Activity ->
According to the abstract below, why might the developmental window in which VGLUT1 and VGLUT2 are co-expressed allow greater plasticity in the control of quantal release?

Extract to read ->
+ + + +
Herzog, E., Takamori, S., Jahn, R., Brose, N., & Wojcik, S. M. (2006). Synaptic and vesicular co-localization of the glutamate transporters VGLUT1 and VGLUT2 in the mouse hippocampus. Journal of Neurochemistry, 99(3), 1011-1018. doi:10.1111/j.1471-4159.2006.04144.x.


Cite as: https://hdl.handle.net/11858/00-001M-0000-002A-2620-1
Abstract
Vesicular glutamate transporters (VGLUTs) are essential to glutamatergic synapses and determine the glutamatergic phenotype of neurones. The three known VGLUT isoforms display nearly identical uptake characteristics, but the associated expression domains in the adult rodent brain are largely segregated. Indeed, indirect evidence obtained in young VGLUT1-deficient mice indicated that in cells that co-express VGLUT1 and VGLUT2, the transporters may be targeted to different synaptic vesicles, which may populate different types of synapses formed by the same neurone. Direct evidence for a systematic segregation of VGLUT1 and VGLUT2 to distinct synapses and vesicles is lacking, and the mechanisms that may convey this segregation are not known. We show here that VGLUT1 and VGLUT2 are co-localized in many layers of the young hippocampus. Strikingly, VGLUT2 co-localizes with VGLUT1 in the mossy fibers at early stages. Furthermore, we show that a fraction of VGLUT1 and VGLUT2 is carried by the same vesicles at these stages. Hence, hippocampal neurones co-expressing VGLUT1 and VGLUT2 do not appear to sort them to separate vesicle pools. As the number of transporter molecules per vesicle affects quantal size, the developmental window where VGLUT1 and VGLUT2 are co-expressed may allow for greater plasticity in the control of quantal release.
+ + + +
Material supplied ->
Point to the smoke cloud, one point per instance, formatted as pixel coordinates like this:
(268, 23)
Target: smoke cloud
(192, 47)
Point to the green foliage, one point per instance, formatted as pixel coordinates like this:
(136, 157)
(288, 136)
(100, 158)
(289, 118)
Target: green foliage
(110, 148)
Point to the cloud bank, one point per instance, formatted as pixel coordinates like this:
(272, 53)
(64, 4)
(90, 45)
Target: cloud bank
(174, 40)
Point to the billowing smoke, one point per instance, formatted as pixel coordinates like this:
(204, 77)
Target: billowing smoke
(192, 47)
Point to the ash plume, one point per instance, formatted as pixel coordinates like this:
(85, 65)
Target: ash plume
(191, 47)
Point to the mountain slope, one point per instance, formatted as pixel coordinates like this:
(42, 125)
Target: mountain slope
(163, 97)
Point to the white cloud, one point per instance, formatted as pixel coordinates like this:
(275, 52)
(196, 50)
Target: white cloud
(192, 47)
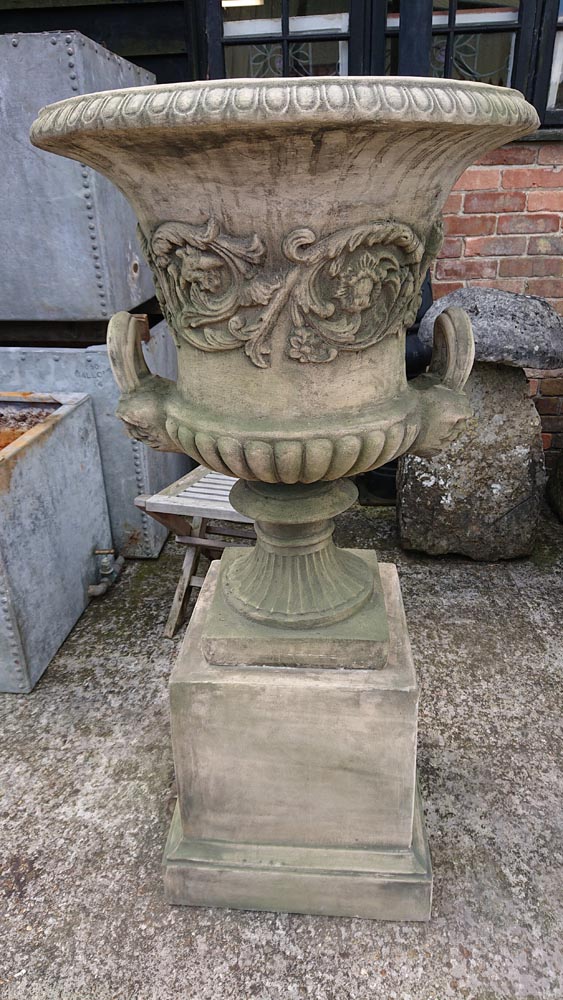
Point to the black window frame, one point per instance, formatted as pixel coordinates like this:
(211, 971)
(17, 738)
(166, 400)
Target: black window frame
(368, 33)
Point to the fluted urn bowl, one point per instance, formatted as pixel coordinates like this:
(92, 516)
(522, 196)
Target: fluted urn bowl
(289, 225)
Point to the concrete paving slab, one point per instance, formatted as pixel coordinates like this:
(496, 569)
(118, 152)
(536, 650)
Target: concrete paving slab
(86, 779)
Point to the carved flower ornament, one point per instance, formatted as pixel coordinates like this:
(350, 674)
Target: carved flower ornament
(345, 291)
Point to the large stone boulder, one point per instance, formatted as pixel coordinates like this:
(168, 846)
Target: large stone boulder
(480, 496)
(522, 331)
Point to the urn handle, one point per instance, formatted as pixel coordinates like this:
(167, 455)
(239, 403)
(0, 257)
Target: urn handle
(125, 335)
(454, 348)
(146, 399)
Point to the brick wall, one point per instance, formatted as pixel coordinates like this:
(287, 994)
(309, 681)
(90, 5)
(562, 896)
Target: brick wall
(503, 229)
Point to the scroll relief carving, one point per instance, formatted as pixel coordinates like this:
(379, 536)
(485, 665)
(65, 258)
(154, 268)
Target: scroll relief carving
(344, 291)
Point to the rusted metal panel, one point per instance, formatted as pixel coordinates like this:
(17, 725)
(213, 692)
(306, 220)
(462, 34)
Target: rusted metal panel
(129, 467)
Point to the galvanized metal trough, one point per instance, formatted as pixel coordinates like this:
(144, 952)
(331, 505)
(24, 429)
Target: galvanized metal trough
(54, 522)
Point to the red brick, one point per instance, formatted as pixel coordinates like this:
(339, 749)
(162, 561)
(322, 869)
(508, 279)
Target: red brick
(525, 223)
(470, 225)
(526, 153)
(451, 247)
(495, 246)
(557, 305)
(479, 179)
(551, 152)
(546, 287)
(524, 178)
(545, 201)
(465, 269)
(551, 404)
(440, 288)
(482, 202)
(544, 244)
(552, 387)
(537, 267)
(453, 204)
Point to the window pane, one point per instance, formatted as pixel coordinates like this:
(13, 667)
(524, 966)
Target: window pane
(302, 8)
(318, 58)
(393, 13)
(555, 98)
(468, 12)
(261, 59)
(487, 11)
(438, 56)
(392, 55)
(484, 57)
(251, 17)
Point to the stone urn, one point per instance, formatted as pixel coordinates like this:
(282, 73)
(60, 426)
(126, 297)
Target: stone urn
(289, 225)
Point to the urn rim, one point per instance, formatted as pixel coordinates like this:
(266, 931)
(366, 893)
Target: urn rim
(285, 102)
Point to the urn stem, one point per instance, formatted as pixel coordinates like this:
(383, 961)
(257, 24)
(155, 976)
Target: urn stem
(295, 576)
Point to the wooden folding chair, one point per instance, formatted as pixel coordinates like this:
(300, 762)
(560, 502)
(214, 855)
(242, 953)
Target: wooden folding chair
(185, 508)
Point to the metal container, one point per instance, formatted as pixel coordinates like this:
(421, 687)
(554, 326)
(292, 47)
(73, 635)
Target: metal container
(129, 467)
(68, 247)
(53, 520)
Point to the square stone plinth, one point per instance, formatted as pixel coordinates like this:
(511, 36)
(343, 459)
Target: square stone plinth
(297, 788)
(360, 642)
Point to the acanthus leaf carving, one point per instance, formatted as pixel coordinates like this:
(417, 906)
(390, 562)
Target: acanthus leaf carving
(344, 292)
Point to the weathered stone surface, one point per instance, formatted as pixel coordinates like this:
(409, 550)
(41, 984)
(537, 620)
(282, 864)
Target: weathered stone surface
(480, 496)
(555, 489)
(297, 788)
(519, 330)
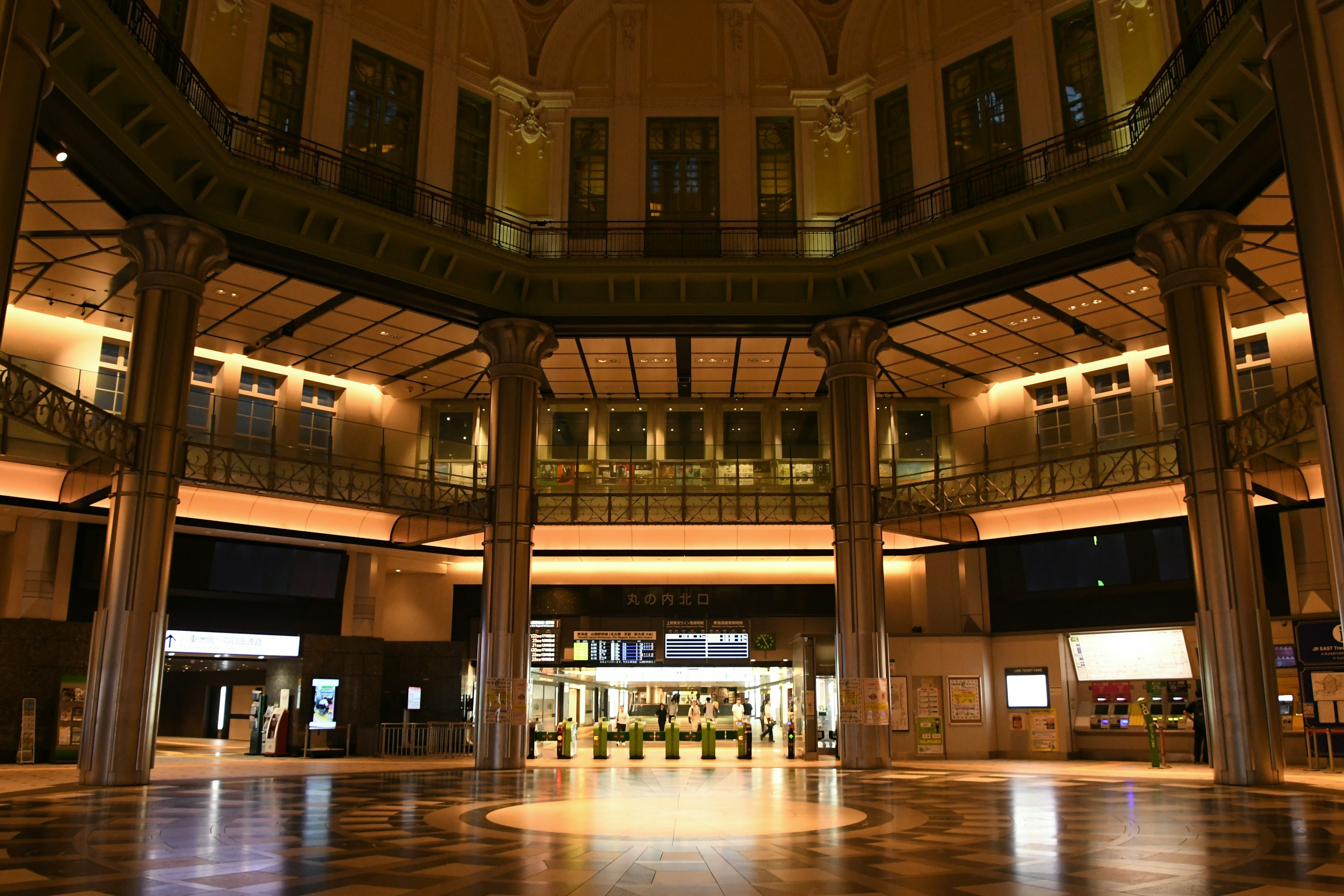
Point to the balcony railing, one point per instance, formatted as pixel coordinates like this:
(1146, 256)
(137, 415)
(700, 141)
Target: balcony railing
(339, 173)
+ + + +
Reply to the task ->
The number of transporter molecules per vesicle affects quantal size. Because hippocampal neurons co-expressing VGLUT1 and VGLUT2 do not appear to sort them into separate vesicle pools, and some vesicles carry both transporters at early stages, this period may allow greater plasticity in the control of quantal release.